TEXT EXTRACT
— start —
Learning Apache Kafka - Second Edition

4 (3 reviews total)
By Nishant Garg
  • Instant online access to over 7,500+ books and videos
  • Constantly updated with 100+ new titles each month
  • Breadth and depth in over 1,000+ technologies

About this book

Kafka is one of those systems that is very simple to describe at a high level but has an incredible depth of technical detail when you dig deeper.

Learning Apache Kafka Second Edition provides you with step-by-step, practical examples that help you take advantage of the real power of Kafka and handle hundreds of megabytes of messages per second from multiple clients. This book teaches you everything you need to know, right from setting up Kafka clusters to understanding basic blocks like producer, broker, and consumer blocks. Once you are all set up, you will then explore additional settings and configuration changes to achieve ever more complex goals. You will also learn how Kafka is designed internally and what configurations make it more effective. Finally, you will learn how Kafka works with other tools such as Hadoop, Storm, and so on.

Publication date:
February 2015


Chapter 1. Introducing Kafka

In today's world, real-time information is continuously being generated by applications (business, social, or any other type), and this information needs easy ways to be reliably and quickly routed to multiple types of receivers. Most of the time, applications that produce information and applications that are consuming this information are well apart and inaccessible to each other. These heterogeneous application leads to redevelopment for providing an integration point between them. Therefore, a mechanism is required for the seamless integration of information from producers and consumers to avoid any kind of application rewriting at either end.


Welcome to the world of Apache Kafka

In the present big-data era, the very first challenge is to collect the data as it is a huge amount of data and the second challenge is to analyze it. This analysis typically includes the following types of data and much more:

  • User behavior data

  • Application performance tracing

  • Activity data in the form of logs

  • Event messages

Message publishing is a mechanism for connecting various applications with the help of messages that are routed between—for example, by a message broker such as Kafka. Kafka is a solution to the real-time problems of any software solution; that is to say, dealing with real-time volumes of information and routing it to multiple consumers quickly. Kafka provides seamless integration between information from producers and consumers without blocking the producers of the information and without letting producers know who the final consumers are.
— end —
EXERCISE DESCRIPTION
Rewrite everything in the Kafka book page from "By Nishant Garg" down to "you dig deeper.", renaming "systems" to "platforms".

EXTRACTED MATERIAL
— start —
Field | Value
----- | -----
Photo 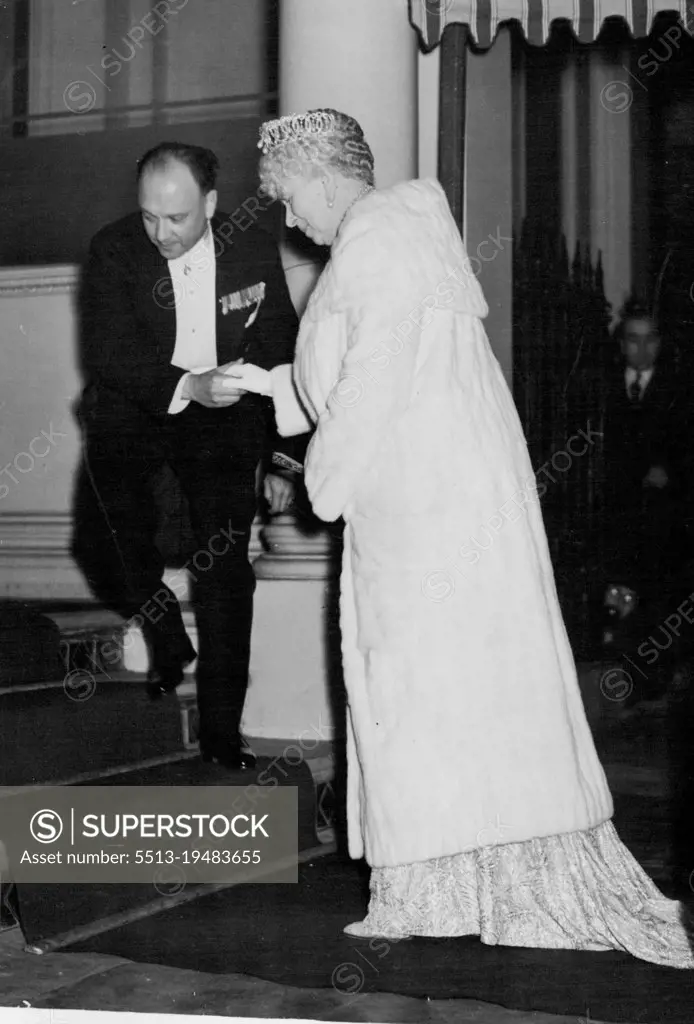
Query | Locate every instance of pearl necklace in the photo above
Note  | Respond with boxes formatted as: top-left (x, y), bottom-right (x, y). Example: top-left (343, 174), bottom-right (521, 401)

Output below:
top-left (333, 182), bottom-right (374, 244)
— end —
SOLUTION TO THIS EXERCISE
By Nishant Garg
  • Instant online access to over 7,500+ books and videos
  • Constantly updated with 100+ new titles each month
  • Breadth and depth in over 1,000+ technologies

About this book

Kafka is one of those platforms that is very simple to describe at a high level but has an incredible depth of technical detail when you dig deeper.